● **STATED EXERCISE**
Write out the listing below without alteration, omitting its pictures.
((
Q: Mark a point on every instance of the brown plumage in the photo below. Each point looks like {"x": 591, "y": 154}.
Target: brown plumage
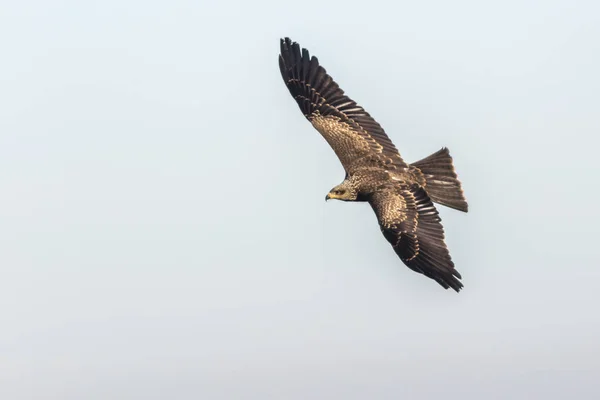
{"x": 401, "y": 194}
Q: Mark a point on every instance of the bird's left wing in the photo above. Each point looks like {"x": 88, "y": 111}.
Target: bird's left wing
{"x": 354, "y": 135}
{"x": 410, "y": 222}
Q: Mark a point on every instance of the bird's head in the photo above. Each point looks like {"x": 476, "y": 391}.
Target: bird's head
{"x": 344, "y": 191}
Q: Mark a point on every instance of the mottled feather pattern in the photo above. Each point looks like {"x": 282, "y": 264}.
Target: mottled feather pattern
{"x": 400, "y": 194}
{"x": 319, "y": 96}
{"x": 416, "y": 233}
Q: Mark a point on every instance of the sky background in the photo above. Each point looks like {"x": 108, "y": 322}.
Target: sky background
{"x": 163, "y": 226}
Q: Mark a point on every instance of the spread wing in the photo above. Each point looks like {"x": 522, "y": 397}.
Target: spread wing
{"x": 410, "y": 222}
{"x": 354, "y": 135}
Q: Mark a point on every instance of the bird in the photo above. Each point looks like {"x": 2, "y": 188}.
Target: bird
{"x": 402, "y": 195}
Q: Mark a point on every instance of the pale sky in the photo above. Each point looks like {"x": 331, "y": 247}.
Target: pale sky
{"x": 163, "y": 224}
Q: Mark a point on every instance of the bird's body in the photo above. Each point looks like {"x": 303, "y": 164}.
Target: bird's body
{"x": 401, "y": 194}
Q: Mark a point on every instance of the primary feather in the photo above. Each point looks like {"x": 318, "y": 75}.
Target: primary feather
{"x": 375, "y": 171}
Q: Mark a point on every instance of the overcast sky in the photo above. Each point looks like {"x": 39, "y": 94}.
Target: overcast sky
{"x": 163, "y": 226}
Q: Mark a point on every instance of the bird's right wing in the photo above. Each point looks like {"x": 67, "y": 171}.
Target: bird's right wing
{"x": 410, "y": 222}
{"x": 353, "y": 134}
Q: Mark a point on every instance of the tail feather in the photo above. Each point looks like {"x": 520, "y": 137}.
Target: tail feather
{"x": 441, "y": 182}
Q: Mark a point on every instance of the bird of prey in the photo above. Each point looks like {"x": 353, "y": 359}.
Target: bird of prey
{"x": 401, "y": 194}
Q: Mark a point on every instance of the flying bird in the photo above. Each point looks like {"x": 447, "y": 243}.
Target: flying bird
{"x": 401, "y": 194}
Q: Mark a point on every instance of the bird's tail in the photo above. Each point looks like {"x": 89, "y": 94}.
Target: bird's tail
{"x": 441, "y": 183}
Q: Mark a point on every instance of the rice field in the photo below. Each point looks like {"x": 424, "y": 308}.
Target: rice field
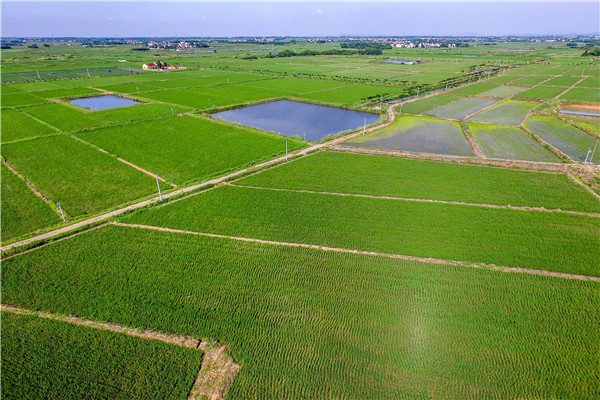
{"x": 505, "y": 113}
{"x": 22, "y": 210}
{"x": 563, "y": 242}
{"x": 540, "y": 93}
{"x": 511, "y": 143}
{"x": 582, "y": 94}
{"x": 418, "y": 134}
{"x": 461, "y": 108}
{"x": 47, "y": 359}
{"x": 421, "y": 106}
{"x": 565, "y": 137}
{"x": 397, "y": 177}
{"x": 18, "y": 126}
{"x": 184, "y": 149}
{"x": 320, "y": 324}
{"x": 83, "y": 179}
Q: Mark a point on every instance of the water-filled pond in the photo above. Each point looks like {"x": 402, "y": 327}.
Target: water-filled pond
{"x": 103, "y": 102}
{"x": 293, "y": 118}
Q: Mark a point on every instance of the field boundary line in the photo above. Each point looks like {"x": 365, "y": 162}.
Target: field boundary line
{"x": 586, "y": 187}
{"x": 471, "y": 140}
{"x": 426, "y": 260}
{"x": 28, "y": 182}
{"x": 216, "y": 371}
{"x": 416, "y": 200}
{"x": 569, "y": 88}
))
● **PROBLEM SOLUTION**
Q: Mark a point on every instance of the brown plumage in the photo below. Each point looks like {"x": 591, "y": 154}.
Target: brown plumage
{"x": 401, "y": 194}
Q: Mark a point on every instance of the bird's left wing in the photo above. Each point looks like {"x": 88, "y": 111}.
Target: bird's left wing
{"x": 354, "y": 135}
{"x": 410, "y": 222}
Q: Mark a point on every instance of the bird's head in the photo above. Each point looks like {"x": 476, "y": 391}.
Target: bird's head
{"x": 344, "y": 191}
Q: Mark a point on every instance of the mottled feather pattern in the photo above. Each point looks like {"x": 282, "y": 264}.
Target: mottled feather pattern
{"x": 400, "y": 194}
{"x": 319, "y": 96}
{"x": 416, "y": 233}
Q: Mark a point on every instance of the sky background in the photo above. Each point looks like {"x": 108, "y": 322}.
Target: sky background
{"x": 163, "y": 226}
Q: Mark a point on every instance of the spread wing in the photo above. Each point looks like {"x": 522, "y": 397}.
Target: spread wing
{"x": 410, "y": 222}
{"x": 354, "y": 135}
Q: Mark a point on every instance of the bird in the photo above. Each point looks like {"x": 2, "y": 188}.
Target: bird
{"x": 402, "y": 195}
Q: Mark a point on every instance of the pale sky in the photo above. Each point looks like {"x": 331, "y": 247}.
Target: pale sky
{"x": 163, "y": 224}
Q: Mark a point on every instance of the bird's body in the photo above. Each point looks like {"x": 303, "y": 164}.
Target: bird's body
{"x": 401, "y": 194}
Q: Mark a point on every instance of the primary feather in the photo above. Each point looks like {"x": 318, "y": 75}.
Target: primary feather
{"x": 375, "y": 171}
Q: Mark a point on every instance of the overcast sky in the photo above. Each point looks like {"x": 39, "y": 94}.
Target: overcast sky
{"x": 163, "y": 226}
Q: Mark a point on every instance of the bird's right wing in the photo above. Each point looks like {"x": 67, "y": 171}.
Target: bird's right wing
{"x": 410, "y": 222}
{"x": 353, "y": 134}
Q: Mark a point on every instance of the tail feather in the photo above. Each point looks like {"x": 520, "y": 137}.
Target: tail feather
{"x": 441, "y": 182}
Q: Mark a point on every instance of the bird of prey in the photo above. Each point looks like {"x": 353, "y": 359}.
Target: bird of prey
{"x": 401, "y": 194}
Q: Mark a point on every instance of the flying bird in the photo above. Each point looks like {"x": 447, "y": 243}.
Target: flying bird
{"x": 401, "y": 194}
Q: Mark a point on every instance of the bird's tail in the photo above. Each point looks like {"x": 89, "y": 94}.
Target: bird's tail
{"x": 441, "y": 183}
Q: Mark a point on every instance of the rice field in the photo below. Each point looks like {"x": 424, "y": 308}.
Target: rice field
{"x": 505, "y": 113}
{"x": 22, "y": 210}
{"x": 563, "y": 242}
{"x": 540, "y": 93}
{"x": 511, "y": 143}
{"x": 582, "y": 94}
{"x": 418, "y": 134}
{"x": 461, "y": 108}
{"x": 47, "y": 359}
{"x": 421, "y": 106}
{"x": 565, "y": 137}
{"x": 397, "y": 177}
{"x": 18, "y": 126}
{"x": 184, "y": 149}
{"x": 320, "y": 324}
{"x": 83, "y": 179}
Q: Mark a point on every instance of the water-filled pond in the photo above. Each point looks like {"x": 402, "y": 327}.
Target: water-filled pond
{"x": 103, "y": 102}
{"x": 293, "y": 118}
Q: Mark a point on every instance of the field boundary line in the photo above. Each point looks like {"x": 365, "y": 162}.
Target: field boundary line
{"x": 586, "y": 187}
{"x": 471, "y": 140}
{"x": 426, "y": 260}
{"x": 28, "y": 182}
{"x": 216, "y": 371}
{"x": 416, "y": 200}
{"x": 569, "y": 88}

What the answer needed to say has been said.